* START EXTRACT PROVIDED *

Thursday, December 26, 2024

market perception

    Once a year we like to take a look at the late-summer real estate market.

    What we’ve been reading in the media lately is pretty confusing.

    If it baffles people who work in the industry, imagine how the average buyer or seller, or even potential buyer or seller, feels right now. Talk about “fake news!”

    Here’s one example among the many misleading news pieces we’ve read.

    Late last month, Yahoo Finance published an article titled “Goldman Sachs reveals what’s holding back the housing market.”

    So, what did Goldman Sachs base its gloomy conclusion on? Chief among the reasons:

    Just Listed postcards are available in the postcard section under the Just Listed Color Series.
    Tax Reform:

    “The reduced tax incentives effectively increases a home’s cost of ownership.” What they neglected to add, which is significant, considering the average Yahoo Finance reader isn’t a 1 percenter or isn’t even remotely connected to anything Goldman Sachs-ish, is that this primarily affects wealthy homeowners, not the average homeowner.

    Construction Labor Market:

    Apparently, tightening illegal immigration policies have diminished the number of low-cost laborers these multi-billion-dollar corporations choose to hire.

* END EXTRACT PROVIDED *

**PROBLEMS TO WORK ON**
1 – Duplicate the real estate post from "Late last month, Yahoo" up to and including "Listed Color Series.".
2 – Does the real estate post support each statement? Answer yes or no for each, quoting the deciding words. (a) The Yahoo Finance article appeared late last month. (b) The reduced tax incentives mainly affect the average homeowner. (c) The writers look at the late-summer real estate market once a year.
The items that come next have no connection to the real estate post.

* START INFORMATION PROVIDED *

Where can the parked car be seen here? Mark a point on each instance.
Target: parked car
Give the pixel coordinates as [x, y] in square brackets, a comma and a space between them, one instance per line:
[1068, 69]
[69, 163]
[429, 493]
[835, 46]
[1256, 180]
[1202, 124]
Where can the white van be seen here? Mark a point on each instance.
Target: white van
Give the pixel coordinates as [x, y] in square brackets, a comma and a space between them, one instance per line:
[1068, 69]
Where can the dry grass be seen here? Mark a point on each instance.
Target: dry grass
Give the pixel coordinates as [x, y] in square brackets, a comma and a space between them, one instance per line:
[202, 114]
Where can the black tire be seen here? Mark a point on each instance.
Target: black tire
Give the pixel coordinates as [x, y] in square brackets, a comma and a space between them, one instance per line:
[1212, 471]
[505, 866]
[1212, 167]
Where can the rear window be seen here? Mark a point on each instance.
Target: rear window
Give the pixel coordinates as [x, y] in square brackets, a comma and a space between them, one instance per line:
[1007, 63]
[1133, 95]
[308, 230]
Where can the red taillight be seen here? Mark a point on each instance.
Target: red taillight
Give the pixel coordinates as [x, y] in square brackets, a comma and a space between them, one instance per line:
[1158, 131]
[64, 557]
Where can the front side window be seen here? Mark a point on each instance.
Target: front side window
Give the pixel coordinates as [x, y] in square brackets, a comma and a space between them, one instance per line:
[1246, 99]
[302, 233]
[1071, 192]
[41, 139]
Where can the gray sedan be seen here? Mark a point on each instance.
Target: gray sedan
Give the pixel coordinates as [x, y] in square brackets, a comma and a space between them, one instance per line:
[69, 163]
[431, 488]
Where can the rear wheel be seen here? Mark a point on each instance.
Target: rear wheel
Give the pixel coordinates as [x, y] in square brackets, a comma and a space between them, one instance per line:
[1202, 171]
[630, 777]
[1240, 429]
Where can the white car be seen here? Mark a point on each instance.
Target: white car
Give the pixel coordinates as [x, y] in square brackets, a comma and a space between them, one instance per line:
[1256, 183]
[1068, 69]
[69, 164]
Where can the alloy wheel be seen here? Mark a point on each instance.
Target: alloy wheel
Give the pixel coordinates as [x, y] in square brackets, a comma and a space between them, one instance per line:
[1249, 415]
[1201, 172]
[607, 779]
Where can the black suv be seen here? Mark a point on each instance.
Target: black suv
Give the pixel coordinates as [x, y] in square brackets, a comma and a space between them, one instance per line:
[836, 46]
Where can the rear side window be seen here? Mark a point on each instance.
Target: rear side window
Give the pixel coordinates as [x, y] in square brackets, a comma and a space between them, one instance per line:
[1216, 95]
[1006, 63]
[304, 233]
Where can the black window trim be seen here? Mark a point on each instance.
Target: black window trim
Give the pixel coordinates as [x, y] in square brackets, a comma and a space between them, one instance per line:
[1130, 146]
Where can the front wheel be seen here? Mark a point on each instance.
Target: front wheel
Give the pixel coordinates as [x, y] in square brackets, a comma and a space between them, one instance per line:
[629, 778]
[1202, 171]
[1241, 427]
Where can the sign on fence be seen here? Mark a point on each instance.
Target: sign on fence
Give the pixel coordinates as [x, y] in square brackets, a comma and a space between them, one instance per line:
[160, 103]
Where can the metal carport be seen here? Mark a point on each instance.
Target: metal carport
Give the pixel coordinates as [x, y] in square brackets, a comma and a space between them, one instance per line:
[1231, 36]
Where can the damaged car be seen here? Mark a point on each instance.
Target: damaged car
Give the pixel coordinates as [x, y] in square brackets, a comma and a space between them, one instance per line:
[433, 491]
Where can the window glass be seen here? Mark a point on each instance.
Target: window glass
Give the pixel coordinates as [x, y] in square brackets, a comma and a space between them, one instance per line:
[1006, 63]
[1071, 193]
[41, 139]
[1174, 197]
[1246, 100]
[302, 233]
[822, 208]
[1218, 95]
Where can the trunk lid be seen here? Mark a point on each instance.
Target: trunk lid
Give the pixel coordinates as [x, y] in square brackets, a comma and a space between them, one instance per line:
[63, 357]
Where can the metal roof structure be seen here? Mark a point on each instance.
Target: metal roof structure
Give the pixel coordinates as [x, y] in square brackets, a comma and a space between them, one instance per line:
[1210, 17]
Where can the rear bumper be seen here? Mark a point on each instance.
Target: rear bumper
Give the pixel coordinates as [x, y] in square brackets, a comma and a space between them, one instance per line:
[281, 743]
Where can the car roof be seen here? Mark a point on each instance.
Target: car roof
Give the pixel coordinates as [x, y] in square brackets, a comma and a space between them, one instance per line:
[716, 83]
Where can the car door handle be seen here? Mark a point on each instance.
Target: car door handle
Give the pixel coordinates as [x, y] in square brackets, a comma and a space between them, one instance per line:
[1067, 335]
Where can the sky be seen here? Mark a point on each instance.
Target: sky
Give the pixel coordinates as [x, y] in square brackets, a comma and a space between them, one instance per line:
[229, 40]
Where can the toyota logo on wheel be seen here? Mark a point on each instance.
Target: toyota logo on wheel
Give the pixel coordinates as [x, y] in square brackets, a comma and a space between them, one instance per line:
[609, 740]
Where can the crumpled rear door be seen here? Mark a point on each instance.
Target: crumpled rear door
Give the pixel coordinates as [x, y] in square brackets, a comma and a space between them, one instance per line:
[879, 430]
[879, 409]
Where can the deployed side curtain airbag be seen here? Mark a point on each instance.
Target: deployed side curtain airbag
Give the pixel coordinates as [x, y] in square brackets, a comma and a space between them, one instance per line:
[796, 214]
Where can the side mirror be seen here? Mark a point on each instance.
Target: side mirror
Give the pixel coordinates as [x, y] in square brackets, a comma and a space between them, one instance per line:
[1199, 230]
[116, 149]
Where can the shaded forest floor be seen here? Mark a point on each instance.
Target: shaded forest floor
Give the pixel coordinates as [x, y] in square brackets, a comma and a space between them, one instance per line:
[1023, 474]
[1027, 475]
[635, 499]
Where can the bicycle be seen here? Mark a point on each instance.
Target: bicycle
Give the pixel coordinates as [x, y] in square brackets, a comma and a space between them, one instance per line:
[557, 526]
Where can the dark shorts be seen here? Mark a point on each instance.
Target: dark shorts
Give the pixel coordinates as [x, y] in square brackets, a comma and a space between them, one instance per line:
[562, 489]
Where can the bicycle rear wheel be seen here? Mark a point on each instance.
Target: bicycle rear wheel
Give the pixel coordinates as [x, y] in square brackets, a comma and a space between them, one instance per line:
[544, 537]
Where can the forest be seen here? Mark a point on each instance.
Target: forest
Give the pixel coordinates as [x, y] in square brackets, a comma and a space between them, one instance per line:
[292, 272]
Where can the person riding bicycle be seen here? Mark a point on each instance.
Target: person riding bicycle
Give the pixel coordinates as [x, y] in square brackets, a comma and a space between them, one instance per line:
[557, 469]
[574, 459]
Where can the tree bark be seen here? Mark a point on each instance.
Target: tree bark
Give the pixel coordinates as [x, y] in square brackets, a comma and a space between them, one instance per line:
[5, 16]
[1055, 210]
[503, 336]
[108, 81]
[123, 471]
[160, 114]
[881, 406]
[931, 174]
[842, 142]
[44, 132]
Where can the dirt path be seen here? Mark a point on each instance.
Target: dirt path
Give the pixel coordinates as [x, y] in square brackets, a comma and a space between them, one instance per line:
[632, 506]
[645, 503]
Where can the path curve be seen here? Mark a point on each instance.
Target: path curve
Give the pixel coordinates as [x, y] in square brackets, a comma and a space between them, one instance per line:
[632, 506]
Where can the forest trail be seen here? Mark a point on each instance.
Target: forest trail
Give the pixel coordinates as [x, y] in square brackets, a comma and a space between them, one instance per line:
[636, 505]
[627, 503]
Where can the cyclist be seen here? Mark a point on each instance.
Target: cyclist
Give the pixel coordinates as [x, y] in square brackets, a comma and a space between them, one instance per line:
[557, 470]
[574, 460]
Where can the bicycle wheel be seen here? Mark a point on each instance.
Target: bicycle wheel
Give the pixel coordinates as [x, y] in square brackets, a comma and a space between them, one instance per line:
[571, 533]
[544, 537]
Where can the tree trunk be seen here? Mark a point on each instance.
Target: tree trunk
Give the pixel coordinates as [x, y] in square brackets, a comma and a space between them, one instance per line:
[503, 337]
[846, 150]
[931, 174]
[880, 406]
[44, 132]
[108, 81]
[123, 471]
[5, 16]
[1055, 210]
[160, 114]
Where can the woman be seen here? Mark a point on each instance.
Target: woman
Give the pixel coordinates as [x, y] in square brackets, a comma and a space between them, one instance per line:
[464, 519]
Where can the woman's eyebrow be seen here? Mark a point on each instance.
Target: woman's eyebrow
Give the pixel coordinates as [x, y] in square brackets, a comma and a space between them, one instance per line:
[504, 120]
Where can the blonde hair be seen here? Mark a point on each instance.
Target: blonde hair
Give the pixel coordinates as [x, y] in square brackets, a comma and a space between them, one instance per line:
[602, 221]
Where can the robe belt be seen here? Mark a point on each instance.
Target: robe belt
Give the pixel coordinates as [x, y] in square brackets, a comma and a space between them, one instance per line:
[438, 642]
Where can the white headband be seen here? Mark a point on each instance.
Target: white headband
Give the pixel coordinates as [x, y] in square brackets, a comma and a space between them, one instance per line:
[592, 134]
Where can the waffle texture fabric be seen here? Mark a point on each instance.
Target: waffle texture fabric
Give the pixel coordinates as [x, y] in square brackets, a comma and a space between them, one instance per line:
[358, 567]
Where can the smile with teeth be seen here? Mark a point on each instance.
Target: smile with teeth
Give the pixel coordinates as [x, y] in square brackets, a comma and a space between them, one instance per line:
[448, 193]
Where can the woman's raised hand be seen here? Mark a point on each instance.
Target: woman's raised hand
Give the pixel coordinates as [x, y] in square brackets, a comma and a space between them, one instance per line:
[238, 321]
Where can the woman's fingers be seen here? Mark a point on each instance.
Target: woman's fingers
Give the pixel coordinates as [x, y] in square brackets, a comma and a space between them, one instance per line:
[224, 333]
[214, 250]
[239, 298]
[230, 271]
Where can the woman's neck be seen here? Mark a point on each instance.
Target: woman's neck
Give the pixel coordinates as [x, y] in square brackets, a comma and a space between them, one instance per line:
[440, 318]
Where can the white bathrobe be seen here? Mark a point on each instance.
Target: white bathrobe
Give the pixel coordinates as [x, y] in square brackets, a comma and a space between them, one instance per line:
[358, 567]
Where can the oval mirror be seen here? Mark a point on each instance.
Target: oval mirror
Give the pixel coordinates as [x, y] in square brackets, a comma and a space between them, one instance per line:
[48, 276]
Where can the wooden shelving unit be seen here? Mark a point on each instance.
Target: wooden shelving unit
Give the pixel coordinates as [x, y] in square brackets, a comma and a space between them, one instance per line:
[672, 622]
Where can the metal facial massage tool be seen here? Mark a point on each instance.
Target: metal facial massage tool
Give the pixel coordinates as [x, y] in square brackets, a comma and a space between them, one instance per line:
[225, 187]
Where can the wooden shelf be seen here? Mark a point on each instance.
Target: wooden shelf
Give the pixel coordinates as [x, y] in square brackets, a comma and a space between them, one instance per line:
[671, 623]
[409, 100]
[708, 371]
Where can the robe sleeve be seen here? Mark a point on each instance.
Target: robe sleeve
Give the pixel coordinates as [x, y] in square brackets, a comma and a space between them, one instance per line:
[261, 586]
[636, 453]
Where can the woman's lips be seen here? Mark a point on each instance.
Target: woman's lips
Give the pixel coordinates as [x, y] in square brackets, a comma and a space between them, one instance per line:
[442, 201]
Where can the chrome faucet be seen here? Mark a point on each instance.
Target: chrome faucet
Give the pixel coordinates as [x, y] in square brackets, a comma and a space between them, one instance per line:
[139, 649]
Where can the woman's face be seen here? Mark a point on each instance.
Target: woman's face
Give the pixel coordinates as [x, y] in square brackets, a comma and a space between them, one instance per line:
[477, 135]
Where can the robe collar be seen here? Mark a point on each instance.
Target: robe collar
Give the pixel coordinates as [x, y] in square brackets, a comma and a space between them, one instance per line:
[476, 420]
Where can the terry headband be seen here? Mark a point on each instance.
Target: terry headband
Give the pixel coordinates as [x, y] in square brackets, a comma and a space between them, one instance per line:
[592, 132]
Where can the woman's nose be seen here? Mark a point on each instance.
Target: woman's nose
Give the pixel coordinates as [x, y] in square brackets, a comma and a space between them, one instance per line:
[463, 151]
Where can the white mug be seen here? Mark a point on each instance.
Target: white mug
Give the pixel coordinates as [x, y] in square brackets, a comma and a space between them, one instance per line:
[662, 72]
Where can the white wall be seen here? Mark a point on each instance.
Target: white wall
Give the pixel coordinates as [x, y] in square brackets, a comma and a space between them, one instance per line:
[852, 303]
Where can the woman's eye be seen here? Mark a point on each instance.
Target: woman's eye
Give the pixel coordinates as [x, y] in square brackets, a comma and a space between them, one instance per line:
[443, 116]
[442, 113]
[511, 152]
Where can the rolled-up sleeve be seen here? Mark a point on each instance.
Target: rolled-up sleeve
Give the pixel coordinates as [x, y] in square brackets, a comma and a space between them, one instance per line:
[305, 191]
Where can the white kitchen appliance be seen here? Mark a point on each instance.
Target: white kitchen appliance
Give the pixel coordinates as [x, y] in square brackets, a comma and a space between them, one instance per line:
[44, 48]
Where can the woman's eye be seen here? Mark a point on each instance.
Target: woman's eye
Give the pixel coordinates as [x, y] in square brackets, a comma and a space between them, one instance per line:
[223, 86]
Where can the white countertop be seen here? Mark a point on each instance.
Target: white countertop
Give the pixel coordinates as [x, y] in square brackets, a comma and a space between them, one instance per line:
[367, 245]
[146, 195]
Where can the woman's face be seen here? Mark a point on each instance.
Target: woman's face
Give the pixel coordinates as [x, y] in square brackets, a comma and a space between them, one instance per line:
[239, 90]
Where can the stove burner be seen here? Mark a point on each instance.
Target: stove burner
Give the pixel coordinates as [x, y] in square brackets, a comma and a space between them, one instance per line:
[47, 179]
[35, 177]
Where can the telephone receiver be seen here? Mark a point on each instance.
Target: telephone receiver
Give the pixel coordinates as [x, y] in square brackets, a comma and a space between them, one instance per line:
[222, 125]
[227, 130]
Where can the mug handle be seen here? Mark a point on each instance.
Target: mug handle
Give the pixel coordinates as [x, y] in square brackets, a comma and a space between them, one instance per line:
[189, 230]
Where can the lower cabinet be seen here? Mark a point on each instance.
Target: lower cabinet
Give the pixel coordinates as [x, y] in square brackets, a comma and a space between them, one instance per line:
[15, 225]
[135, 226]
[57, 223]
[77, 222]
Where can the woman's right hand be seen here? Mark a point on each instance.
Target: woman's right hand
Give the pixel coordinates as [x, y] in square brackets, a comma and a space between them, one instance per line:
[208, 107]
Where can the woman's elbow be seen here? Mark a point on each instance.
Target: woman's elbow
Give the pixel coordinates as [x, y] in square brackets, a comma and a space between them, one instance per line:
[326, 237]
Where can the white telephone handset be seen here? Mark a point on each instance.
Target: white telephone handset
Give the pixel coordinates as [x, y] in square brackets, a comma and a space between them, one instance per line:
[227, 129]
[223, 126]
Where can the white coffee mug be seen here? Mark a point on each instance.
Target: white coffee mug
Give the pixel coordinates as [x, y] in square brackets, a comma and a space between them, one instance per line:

* END INFORMATION PROVIDED *

**SOLUTIONS BY TASK**
1 –
Late last month, Yahoo Finance published an article titled “Goldman Sachs reveals what’s holding back the housing market.”

    So, what did Goldman Sachs base its gloomy conclusion on? Chief among the reasons:

    Just Listed postcards are available in the postcard section under the Just Listed Color Series.

2 –
(a) Yes: "Late last month, Yahoo Finance published an article"
(b) No: "this primarily affects wealthy homeowners, not the average homeowner."
(c) Yes: "Once a year we like to take a look at the late-summer real estate market."